| Material provided |
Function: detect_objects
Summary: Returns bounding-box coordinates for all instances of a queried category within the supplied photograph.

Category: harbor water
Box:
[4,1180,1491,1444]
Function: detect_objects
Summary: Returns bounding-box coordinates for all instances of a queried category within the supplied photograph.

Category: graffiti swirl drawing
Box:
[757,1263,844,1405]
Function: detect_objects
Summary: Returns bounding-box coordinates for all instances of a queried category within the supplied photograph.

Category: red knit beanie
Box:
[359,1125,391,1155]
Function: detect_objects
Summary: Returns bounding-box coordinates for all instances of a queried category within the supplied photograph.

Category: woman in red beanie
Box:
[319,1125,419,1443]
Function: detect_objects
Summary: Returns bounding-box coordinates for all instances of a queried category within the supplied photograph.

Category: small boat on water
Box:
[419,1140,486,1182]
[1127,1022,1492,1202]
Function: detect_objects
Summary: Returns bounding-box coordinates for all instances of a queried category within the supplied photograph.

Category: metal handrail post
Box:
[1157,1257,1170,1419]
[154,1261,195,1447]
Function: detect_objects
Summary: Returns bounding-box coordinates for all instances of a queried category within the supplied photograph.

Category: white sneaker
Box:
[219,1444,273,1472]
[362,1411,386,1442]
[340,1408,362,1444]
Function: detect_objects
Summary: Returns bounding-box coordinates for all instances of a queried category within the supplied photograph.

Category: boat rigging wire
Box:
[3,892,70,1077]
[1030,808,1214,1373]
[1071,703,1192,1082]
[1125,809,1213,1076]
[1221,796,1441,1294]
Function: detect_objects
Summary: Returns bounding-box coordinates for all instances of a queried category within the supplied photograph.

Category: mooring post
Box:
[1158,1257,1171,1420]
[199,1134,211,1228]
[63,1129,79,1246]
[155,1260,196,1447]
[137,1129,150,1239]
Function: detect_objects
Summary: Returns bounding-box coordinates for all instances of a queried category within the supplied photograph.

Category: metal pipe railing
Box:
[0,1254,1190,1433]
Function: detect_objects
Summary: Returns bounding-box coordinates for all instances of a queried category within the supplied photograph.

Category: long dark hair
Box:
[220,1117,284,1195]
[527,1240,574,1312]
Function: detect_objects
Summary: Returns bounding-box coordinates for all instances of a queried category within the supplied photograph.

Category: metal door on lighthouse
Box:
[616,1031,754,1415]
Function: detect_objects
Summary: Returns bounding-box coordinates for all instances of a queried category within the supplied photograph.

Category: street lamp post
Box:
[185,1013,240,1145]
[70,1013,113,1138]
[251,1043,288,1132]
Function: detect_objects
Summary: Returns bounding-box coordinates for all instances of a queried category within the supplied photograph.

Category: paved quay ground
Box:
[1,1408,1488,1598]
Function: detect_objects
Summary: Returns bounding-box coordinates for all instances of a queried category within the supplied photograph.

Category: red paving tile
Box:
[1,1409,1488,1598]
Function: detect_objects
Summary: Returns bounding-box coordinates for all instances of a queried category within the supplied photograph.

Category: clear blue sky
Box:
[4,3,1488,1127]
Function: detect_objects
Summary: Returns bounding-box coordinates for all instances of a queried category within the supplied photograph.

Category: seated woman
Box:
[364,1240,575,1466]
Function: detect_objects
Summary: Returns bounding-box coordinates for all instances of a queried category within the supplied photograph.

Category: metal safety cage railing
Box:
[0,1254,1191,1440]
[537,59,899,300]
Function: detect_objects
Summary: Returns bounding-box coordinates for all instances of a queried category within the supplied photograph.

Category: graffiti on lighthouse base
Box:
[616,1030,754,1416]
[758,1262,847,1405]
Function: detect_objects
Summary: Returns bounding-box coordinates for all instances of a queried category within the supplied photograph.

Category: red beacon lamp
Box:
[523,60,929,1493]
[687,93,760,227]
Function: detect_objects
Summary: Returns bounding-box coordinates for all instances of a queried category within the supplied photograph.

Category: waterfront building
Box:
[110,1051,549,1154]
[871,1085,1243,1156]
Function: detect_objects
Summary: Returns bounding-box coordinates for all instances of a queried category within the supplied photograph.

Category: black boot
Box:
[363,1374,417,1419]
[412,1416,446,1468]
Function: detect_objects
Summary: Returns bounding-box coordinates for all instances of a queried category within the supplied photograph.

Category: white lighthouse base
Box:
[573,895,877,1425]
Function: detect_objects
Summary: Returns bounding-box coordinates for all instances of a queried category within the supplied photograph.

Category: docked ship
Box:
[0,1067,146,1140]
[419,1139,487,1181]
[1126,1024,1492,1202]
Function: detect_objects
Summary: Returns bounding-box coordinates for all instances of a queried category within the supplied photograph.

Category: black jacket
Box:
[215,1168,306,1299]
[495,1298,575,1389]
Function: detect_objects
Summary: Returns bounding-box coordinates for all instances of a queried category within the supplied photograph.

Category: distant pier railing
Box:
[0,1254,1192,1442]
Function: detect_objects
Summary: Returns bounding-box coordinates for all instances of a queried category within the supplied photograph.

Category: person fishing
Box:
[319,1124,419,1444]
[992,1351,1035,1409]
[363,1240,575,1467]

| Exercise |
Please output the listing in full, exactly as it was given above.

| Result |
Function: detect_objects
Summary: Returns bounding-box coordinates for all instances of a queried category within the supplied photograph.

Category: harbor water
Box:
[4,1180,1491,1444]
Function: detect_objects
Summary: Returns bounding-box coordinates for all instances of a queried category within the supplied photograph.

Category: graffiti swirl drawing
Box:
[757,1263,844,1405]
Function: detect_objects
Summary: Returns bounding-box coordinates for all instances of a queried category within the supplied photograph.

Category: red knit beanie
Box:
[359,1125,391,1155]
Function: detect_objects
Summary: Returns bounding-box coordinates for all instances of a queried category within the supplied photograph.

Category: woman in red beanie
Box:
[319,1125,419,1443]
Function: detect_objects
Summary: Returns bounding-box coordinates for all instances of a queried category within the supplied photograph.

Category: small boat on water
Box:
[419,1140,486,1182]
[1127,1022,1492,1202]
Function: detect_objects
Summary: Returns bounding-box coordinates for all instances of a queried category within the supplied photograph.

Category: metal handrail post
Box:
[1157,1257,1170,1419]
[154,1261,195,1447]
Function: detect_objects
Summary: Returns bounding-box coordinates for all instances of a queried category within the supplied photograph.

Category: white sneaker
Box:
[219,1444,273,1472]
[362,1411,386,1442]
[340,1408,362,1444]
Function: detect_objects
Summary: Returns bounding-box coordinates for all instances of a queried category within the supplied photograph.

Category: boat rigging wire
Box:
[3,892,70,1077]
[1030,808,1214,1373]
[1071,703,1192,1082]
[1125,809,1213,1076]
[1221,796,1441,1294]
Function: detect_objects
Summary: Returns bounding-box coordinates for all instances of a queried category within the supplied photograph.

Category: mooring post
Box:
[1158,1257,1171,1420]
[199,1134,211,1228]
[63,1129,79,1246]
[155,1260,196,1447]
[137,1129,150,1239]
Function: detect_objects
Summary: Returns bounding-box coordinates for all instances of a queried category within the supplied photograph.

Category: metal pipe railing
Box:
[0,1254,1190,1433]
Function: detect_objects
Summary: Returns bounding-box coordinates for all instances of a queried category within the supplied photograph.

Category: long dark hair
Box:
[220,1117,284,1195]
[527,1240,574,1312]
Function: detect_objects
Summary: Returns bounding-box coordinates for all instances of a queried category within the supplied photograph.

Category: metal door on lighthouse
Box:
[616,1031,754,1415]
Function: detect_objects
Summary: Returns bounding-box coordinates for all instances of a queried category within the supplied photograph.

Category: street lamp post
Box:
[185,1013,240,1145]
[70,1013,113,1138]
[251,1043,288,1132]
Function: detect_objects
Summary: Returns bounding-box coordinates for all instances of a queried category within the supplied photograph.

Category: paved quay ground
Box:
[1,1408,1488,1598]
Function: detect_objects
Summary: Returns bounding-box coordinates for all instances of a queried category within the supplied photograph.

Category: red paving tile
Box:
[1,1409,1488,1598]
Function: detect_objects
Summary: Returns bounding-box coordinates for all instances of a queried category within the supplied photograph.

Category: clear blue sky
Box:
[4,3,1488,1127]
Function: detect_objects
Summary: Returns bounding-box coordinates for all instances of a queried category within the supplied photograph.

Category: seated woman
Box:
[364,1240,575,1466]
Function: detect_objects
Summary: Returns bounding-box coordinates for all instances of a queried category within the supplied photograph.

Category: metal safety cage railing
Box:
[0,1254,1191,1440]
[537,59,899,300]
Function: detect_objects
Summary: Returns bounding-box coordinates for all instances of a queried category within the supplied photograph.

Category: graffiti on lighthouse base
Box:
[616,1030,754,1416]
[758,1262,847,1405]
Function: detect_objects
Summary: Returns bounding-box coordinates for all instances of a queried category within the supplied photograph.

Category: red beacon lamp
Box:
[523,60,929,1493]
[687,93,760,227]
Function: detect_objects
Summary: Returns bounding-box coordinates for all instances of a queried category within the supplied photograph.

Category: waterfront building
Box:
[110,1051,549,1154]
[871,1085,1243,1156]
Function: detect_objects
Summary: Returns bounding-box coordinates for all instances of a queried category within the supplied photograph.

Category: black boot
Box:
[363,1374,417,1419]
[412,1416,446,1468]
Function: detect_objects
Summary: Returns bounding-box coordinates for all instances of a queried category within the supplied photograph.

Category: white lighthouse base
Box:
[573,895,877,1425]
Function: detect_objects
Summary: Returns bounding-box coordinates for all instances of a queried category within the supplied photograph.

Category: docked ship
Box:
[0,1067,146,1140]
[419,1139,487,1181]
[1126,1024,1492,1202]
Function: detect_objects
Summary: Returns bounding-box coordinates for all instances of a queried category within the supplied photograph.

Category: black jacket
Box:
[215,1168,306,1299]
[495,1298,575,1389]
Function: detect_objects
Summary: Returns bounding-box coordinates for all instances of a queried category within the supplied photograph.

Category: distant pier railing
Box:
[0,1254,1192,1442]
Function: detect_objects
Summary: Returns bounding-box coordinates for all instances of a queried category within the supplied photograph.

Category: person fishing
Box:
[319,1124,419,1444]
[992,1351,1035,1409]
[363,1240,575,1467]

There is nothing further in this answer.